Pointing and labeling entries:
···
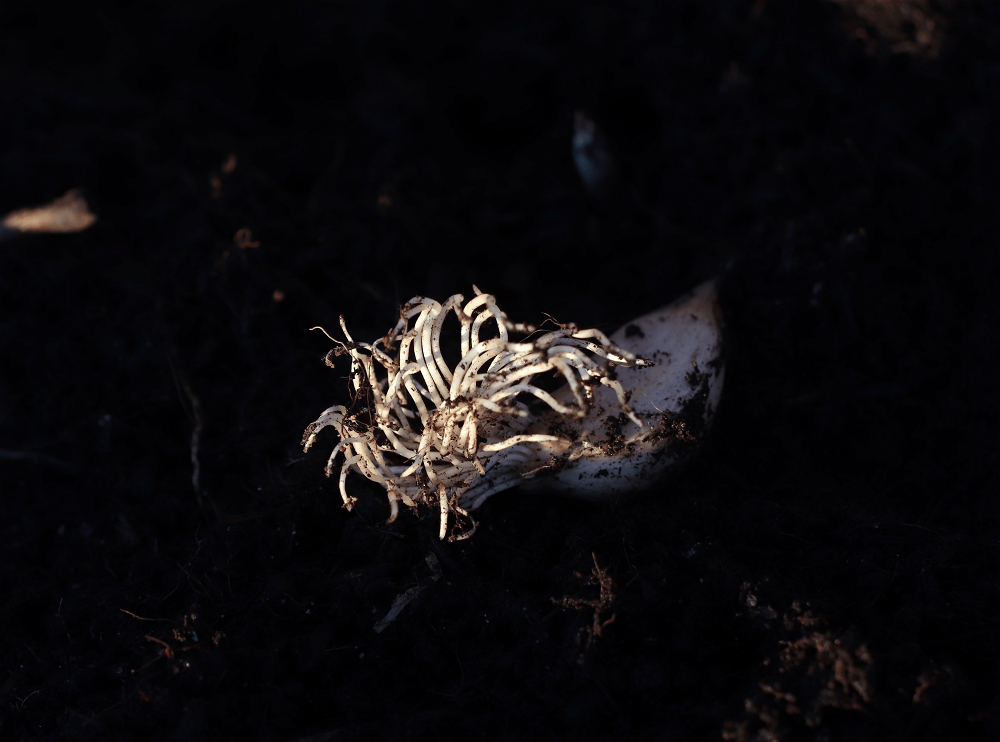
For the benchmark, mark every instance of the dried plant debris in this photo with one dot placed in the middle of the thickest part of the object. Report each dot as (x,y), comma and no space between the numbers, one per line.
(814,670)
(66,214)
(898,26)
(599,607)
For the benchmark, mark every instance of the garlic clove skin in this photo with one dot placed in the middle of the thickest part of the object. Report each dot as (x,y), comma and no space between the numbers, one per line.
(676,399)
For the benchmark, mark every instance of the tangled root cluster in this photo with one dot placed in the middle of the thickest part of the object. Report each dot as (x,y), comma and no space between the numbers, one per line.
(429,433)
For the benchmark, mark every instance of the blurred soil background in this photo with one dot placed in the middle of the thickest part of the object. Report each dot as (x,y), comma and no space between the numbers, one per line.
(826,569)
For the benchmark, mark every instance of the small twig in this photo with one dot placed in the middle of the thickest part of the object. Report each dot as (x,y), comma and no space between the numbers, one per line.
(606,597)
(143,619)
(167,651)
(181,380)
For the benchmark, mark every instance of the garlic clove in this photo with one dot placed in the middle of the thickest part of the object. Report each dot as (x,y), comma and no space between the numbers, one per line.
(676,399)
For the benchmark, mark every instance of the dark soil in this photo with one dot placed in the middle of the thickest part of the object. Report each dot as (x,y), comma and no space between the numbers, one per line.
(827,568)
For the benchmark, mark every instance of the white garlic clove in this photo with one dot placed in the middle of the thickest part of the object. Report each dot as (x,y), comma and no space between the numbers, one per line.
(676,399)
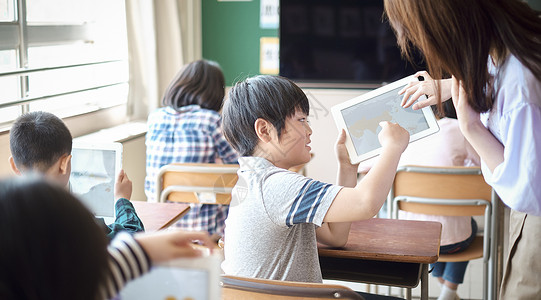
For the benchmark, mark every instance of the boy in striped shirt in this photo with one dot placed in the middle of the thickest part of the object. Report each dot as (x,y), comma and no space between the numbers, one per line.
(277,217)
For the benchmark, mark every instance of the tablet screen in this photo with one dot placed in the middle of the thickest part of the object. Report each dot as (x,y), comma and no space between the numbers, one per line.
(362,119)
(93,175)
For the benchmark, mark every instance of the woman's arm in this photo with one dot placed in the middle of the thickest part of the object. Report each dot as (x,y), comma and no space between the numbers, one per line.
···
- **Objective**: Reproduce each line exactly, please, except for any pictures.

- **Solution**:
For the benchmark, mark every instance of the dried plant debris in this photo with one dot placed in the middle of the thickest part of the object. Report each dot as (x,y), comma and no space between the numbers, one per line.
(814,670)
(66,214)
(898,26)
(599,607)
For the benchmark, mark every instance of the garlic clove skin in this photo with one dot placed in the middle of the thickest part of the object. Report each dot as (x,y), comma and no space between the numbers, one per line.
(676,399)
For the benchmark, mark every instance of the tangled root cluster in this photo with one dot placed in the middle of the thickest part of the object. Report each dot as (x,y), comma and no space between the numbers, one per line.
(429,433)
For the benchmark, mark every instance of the blurred soil background in this photo with one dot placed in the middle of the thickest part of the object. Report each dot as (x,y), comma and no space between the numbers, one per line.
(826,569)
For the benchmark, mark every instance of the small twig in this photo with one dot placed in the middle of the thickest part of the object. Report each dot as (x,y), comma and no space between the numbers, one per line.
(606,597)
(143,619)
(167,651)
(181,380)
For the benchmark, mark every instance of the garlic clove in this photo with one dot placed in the middle of the thickest part of the object. Report each dot as (x,y), comma and no space between the numbers, one per line.
(676,399)
For the benchmark, mark every instance of the dark soil in this photo with one dot placed in the middle of the thickest part of the object. Report each dot as (x,y), comma and no space between the numbers, one per line.
(827,568)
For the benchmark, mark every instance of the white garlic clove in this photo with one dot placed in the middle of the thickest part of the object. Report each dot as (x,y), comma and no space between the numbers, one per line.
(676,399)
For the benchmark, mark every instance of the boy in striped shirt in this photo with one dot placed in the middle of the thickest part of the object. Report each dot as (x,y), comma and no space between the numbers, one per line.
(277,217)
For the benchmark, mark every instance of the tablet screen in this photo with one dot placed in the middle of the thickest part of the object. Report each dot as (x,y), comma and no space between the numbers, one per line.
(362,119)
(93,175)
For the benchmark, mark every instance of the woman's arm in this photo with one dot placed in the middle of the thickest part of the object. Report each dot as (x,y), comma and no space between the numbers, one per line.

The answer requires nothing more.